• [Problem statement] Every line of the entries that holds the word "soil" is to be copied.
----- Material to process
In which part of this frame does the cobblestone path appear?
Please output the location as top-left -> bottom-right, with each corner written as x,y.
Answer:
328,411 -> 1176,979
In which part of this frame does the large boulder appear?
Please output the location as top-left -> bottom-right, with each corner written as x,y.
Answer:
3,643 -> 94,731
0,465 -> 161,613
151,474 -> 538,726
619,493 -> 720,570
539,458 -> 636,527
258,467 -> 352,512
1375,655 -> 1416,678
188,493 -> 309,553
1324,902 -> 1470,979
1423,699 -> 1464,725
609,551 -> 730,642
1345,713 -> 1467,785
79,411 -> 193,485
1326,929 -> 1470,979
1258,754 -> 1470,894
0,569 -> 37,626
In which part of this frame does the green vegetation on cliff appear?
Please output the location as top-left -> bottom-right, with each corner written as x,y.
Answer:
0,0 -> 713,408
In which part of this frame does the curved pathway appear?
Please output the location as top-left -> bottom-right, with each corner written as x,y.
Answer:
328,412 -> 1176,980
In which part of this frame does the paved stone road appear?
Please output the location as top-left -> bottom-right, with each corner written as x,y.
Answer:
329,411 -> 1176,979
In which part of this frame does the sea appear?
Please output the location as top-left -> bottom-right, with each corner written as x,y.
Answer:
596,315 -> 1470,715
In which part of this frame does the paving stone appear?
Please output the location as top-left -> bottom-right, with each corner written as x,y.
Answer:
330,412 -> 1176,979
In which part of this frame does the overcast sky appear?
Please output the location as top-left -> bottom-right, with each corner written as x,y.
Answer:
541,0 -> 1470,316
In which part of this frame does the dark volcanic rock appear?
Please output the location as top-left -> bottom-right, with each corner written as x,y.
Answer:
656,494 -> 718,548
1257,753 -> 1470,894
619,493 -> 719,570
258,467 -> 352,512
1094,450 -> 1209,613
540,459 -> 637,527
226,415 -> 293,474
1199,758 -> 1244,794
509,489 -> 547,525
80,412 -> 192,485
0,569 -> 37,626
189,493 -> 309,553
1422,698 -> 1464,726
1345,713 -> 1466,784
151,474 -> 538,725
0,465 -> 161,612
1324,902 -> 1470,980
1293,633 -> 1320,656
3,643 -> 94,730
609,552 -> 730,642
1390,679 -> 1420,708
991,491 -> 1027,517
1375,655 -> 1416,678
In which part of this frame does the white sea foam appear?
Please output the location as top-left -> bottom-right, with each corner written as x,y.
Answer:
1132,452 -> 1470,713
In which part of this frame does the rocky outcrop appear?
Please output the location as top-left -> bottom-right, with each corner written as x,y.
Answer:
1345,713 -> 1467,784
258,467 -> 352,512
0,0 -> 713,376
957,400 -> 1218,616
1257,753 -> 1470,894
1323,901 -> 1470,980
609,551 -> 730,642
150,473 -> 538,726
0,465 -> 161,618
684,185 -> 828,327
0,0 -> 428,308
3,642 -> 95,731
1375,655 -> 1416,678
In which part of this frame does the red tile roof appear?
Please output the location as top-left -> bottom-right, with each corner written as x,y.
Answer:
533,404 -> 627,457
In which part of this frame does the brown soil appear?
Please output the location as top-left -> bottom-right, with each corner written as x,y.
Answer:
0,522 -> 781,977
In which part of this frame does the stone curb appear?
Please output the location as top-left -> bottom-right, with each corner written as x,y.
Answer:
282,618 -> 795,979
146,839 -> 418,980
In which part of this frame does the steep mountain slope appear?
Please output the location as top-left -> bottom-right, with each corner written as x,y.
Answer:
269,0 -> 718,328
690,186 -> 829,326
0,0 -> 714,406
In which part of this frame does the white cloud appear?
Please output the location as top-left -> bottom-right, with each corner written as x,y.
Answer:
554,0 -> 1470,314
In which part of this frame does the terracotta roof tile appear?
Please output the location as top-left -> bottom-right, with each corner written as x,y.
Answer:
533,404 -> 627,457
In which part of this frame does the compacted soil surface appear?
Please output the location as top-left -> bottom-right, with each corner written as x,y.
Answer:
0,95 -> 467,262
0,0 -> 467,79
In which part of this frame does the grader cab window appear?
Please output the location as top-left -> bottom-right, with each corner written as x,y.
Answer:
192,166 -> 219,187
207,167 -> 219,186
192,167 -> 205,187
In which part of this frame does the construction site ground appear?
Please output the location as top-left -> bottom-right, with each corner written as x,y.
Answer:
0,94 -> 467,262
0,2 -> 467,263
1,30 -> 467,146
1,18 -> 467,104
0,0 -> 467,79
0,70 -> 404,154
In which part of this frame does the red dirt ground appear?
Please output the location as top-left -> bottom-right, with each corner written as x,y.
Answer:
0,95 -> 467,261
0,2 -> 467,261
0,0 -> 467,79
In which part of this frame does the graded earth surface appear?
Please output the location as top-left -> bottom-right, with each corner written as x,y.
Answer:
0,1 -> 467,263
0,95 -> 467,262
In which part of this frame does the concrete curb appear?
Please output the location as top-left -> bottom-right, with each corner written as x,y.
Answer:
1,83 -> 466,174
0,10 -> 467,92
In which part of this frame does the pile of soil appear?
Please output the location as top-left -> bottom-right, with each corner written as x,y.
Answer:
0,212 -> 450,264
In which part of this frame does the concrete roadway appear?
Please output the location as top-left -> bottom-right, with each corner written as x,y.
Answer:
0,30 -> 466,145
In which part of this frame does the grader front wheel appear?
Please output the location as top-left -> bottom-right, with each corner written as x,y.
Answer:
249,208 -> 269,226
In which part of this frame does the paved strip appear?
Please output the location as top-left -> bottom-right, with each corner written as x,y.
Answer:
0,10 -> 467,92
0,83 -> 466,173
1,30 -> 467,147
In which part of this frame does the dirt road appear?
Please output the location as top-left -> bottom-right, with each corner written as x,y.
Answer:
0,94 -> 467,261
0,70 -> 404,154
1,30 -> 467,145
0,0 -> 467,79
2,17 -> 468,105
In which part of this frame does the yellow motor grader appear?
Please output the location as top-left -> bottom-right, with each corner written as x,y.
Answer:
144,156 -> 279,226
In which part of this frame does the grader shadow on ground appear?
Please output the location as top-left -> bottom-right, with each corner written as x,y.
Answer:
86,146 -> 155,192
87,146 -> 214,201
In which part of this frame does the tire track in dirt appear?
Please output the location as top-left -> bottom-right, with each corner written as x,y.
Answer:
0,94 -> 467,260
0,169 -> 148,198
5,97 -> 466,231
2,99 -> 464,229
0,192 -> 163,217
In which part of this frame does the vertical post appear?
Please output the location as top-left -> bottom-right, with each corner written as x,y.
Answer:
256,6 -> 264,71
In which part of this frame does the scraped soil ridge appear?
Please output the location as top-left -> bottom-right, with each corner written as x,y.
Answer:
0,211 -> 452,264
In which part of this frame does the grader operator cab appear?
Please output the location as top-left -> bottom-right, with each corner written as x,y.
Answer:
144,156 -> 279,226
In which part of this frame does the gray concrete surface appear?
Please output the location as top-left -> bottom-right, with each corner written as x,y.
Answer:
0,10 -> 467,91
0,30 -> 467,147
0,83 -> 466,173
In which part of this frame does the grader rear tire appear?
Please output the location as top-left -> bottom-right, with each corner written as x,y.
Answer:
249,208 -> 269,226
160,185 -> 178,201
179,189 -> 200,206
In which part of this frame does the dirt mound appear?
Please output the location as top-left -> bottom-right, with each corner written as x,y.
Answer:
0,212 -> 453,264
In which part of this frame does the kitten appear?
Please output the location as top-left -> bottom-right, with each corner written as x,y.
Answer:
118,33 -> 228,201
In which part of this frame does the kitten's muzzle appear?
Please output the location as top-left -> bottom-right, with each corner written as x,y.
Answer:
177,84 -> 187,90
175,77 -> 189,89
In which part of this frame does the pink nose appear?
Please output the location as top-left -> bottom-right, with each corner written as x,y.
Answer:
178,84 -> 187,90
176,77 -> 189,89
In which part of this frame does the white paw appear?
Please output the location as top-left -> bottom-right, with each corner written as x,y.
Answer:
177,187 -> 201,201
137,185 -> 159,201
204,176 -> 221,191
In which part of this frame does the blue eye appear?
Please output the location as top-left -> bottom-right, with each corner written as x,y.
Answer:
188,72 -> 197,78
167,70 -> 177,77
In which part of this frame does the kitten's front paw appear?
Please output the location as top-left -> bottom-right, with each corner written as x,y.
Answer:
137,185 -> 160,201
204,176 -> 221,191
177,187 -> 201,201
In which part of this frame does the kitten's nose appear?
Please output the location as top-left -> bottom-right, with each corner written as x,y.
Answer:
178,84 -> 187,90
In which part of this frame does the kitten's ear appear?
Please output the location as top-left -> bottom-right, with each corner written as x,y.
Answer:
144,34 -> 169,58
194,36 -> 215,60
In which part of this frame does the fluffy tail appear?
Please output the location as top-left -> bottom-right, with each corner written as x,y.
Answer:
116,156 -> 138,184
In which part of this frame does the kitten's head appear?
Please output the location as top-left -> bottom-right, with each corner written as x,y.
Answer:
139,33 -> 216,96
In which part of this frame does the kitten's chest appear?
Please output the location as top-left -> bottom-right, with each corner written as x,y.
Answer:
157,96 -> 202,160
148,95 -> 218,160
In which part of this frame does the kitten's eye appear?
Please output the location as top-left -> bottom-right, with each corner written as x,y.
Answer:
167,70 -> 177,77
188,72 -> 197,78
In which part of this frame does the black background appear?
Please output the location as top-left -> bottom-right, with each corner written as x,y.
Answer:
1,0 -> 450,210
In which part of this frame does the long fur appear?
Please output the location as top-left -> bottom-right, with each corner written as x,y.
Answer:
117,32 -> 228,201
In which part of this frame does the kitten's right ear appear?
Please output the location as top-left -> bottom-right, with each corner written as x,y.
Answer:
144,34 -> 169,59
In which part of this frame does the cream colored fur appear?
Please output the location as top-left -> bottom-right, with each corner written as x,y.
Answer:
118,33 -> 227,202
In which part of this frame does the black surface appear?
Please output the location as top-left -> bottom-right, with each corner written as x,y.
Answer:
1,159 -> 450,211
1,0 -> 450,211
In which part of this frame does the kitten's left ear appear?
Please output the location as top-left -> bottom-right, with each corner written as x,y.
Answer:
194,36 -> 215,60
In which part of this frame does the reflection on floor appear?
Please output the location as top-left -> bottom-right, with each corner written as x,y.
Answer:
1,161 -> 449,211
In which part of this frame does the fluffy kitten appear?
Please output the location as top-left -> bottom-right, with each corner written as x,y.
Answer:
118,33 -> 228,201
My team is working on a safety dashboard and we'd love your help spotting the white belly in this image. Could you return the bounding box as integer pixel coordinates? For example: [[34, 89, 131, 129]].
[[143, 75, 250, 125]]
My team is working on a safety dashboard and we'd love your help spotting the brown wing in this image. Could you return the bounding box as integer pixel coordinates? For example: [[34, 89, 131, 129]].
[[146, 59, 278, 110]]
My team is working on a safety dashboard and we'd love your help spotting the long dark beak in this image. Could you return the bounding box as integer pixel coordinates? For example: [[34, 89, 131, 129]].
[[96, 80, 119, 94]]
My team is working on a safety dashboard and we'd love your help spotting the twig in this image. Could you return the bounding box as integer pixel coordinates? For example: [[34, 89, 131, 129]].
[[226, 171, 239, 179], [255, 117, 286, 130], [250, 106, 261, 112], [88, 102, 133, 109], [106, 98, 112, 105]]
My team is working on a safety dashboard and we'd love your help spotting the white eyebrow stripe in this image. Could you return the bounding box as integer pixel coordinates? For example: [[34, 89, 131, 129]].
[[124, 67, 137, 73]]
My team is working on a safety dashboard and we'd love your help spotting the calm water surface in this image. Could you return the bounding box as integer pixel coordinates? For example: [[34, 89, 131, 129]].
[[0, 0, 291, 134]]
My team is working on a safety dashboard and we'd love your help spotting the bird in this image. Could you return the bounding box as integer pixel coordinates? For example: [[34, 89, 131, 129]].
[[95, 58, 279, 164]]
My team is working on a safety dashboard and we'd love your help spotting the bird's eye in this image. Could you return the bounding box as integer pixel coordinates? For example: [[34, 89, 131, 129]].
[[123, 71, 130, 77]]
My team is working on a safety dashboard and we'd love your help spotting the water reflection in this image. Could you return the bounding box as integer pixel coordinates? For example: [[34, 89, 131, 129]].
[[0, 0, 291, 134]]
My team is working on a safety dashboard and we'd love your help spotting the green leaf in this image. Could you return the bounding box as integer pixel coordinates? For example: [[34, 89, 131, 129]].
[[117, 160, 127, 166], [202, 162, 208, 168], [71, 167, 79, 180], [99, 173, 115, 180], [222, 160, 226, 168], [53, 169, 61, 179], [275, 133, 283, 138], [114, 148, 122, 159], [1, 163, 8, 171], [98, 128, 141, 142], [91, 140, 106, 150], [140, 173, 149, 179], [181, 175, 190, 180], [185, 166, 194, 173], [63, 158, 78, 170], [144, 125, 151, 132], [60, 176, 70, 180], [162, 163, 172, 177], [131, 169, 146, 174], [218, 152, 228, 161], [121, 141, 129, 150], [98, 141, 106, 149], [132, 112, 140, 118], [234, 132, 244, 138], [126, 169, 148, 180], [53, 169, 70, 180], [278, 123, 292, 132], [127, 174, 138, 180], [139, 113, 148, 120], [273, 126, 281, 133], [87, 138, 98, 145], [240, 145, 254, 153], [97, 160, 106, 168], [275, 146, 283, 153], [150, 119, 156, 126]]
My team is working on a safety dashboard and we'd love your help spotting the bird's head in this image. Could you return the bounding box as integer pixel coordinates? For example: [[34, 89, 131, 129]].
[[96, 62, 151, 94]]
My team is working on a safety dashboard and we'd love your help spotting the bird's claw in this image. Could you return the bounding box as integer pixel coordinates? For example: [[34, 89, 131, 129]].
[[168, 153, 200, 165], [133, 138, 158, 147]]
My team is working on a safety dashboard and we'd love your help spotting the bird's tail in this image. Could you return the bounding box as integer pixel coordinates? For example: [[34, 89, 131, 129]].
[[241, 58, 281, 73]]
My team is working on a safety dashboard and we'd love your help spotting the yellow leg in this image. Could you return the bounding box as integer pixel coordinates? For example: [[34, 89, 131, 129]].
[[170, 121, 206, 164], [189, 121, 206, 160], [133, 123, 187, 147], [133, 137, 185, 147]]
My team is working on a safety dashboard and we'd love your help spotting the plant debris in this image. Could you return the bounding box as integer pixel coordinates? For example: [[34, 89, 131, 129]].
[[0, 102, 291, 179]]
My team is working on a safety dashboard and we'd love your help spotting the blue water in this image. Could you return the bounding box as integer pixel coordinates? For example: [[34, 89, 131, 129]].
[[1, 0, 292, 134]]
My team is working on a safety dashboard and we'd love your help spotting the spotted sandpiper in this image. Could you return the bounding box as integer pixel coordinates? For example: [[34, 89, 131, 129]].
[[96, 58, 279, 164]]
----------
• [Solution to this exercise]
In which part of this frame does the brown soil appear?
In which part of this frame does the compacted soil surface appear?
In which part of this frame does the pile of soil appear?
In which part of this frame does the scraped soil ridge appear?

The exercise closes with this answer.